**REQUIRED ACTION:**
Please copy out every line in the entries that includes the word "hood".

Image-grounded pointing data
---

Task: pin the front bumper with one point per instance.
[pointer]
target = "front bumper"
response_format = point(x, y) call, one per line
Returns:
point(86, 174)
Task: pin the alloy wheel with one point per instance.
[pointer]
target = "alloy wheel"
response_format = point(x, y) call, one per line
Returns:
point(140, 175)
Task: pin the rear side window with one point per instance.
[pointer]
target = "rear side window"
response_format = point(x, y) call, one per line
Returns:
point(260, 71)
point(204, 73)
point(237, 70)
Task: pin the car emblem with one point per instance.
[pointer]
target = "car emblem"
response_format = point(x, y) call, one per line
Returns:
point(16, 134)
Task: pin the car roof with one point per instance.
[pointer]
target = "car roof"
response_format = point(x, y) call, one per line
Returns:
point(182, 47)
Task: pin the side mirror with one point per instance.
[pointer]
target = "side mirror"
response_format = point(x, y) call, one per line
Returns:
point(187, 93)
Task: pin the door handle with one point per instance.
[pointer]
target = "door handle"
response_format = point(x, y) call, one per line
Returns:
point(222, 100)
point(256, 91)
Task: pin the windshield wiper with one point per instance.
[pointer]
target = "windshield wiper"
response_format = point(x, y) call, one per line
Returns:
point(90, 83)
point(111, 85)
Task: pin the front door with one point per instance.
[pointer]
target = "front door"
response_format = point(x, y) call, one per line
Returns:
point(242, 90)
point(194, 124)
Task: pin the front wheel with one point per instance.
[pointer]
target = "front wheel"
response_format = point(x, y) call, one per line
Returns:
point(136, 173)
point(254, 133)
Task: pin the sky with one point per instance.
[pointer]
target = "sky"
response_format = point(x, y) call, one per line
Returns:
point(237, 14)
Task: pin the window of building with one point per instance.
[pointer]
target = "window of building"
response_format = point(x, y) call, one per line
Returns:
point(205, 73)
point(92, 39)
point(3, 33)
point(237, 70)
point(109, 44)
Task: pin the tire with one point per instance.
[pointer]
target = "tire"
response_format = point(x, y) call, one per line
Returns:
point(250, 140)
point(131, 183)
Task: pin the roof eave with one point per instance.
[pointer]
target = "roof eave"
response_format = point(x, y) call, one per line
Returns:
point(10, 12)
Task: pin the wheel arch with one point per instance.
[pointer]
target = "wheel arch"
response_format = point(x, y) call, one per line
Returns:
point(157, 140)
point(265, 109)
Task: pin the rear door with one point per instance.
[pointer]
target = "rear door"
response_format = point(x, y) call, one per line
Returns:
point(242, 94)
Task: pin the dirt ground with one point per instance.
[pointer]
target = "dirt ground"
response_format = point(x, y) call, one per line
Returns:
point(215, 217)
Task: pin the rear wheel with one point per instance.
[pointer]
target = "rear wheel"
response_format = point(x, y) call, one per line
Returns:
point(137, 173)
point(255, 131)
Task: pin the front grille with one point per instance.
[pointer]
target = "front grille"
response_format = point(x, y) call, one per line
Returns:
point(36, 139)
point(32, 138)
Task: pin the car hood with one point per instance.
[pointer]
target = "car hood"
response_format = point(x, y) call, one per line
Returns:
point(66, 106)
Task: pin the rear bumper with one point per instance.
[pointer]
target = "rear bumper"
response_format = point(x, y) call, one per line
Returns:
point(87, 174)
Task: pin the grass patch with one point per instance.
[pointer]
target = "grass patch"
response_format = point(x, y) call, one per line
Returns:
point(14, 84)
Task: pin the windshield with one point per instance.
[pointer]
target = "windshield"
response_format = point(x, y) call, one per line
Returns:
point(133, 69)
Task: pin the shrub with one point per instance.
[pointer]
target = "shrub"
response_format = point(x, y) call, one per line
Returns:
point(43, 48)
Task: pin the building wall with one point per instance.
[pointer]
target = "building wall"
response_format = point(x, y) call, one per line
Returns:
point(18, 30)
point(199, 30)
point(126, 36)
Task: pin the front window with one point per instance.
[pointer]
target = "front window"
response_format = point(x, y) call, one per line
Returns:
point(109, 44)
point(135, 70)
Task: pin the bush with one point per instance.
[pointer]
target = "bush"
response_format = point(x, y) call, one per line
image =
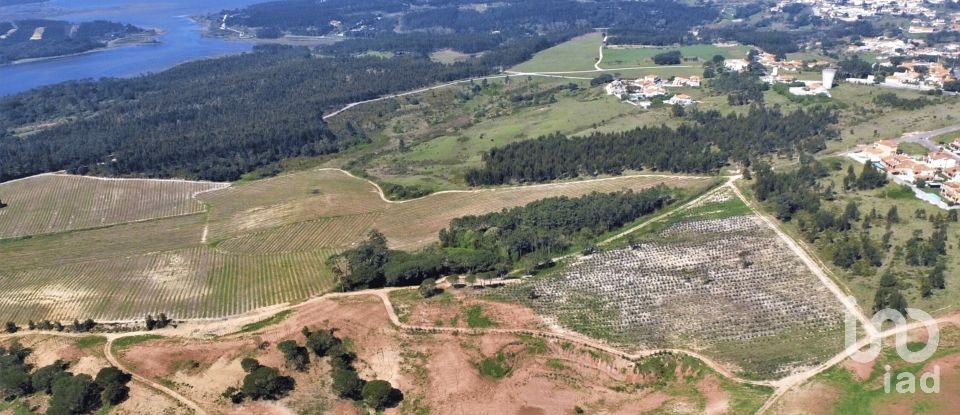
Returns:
point(672, 57)
point(266, 383)
point(428, 288)
point(74, 395)
point(43, 378)
point(249, 364)
point(294, 356)
point(113, 382)
point(379, 394)
point(321, 341)
point(346, 383)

---

**SOLVED PROBLEM:**
Task: pin the car hood with one point per instance.
target = "car hood"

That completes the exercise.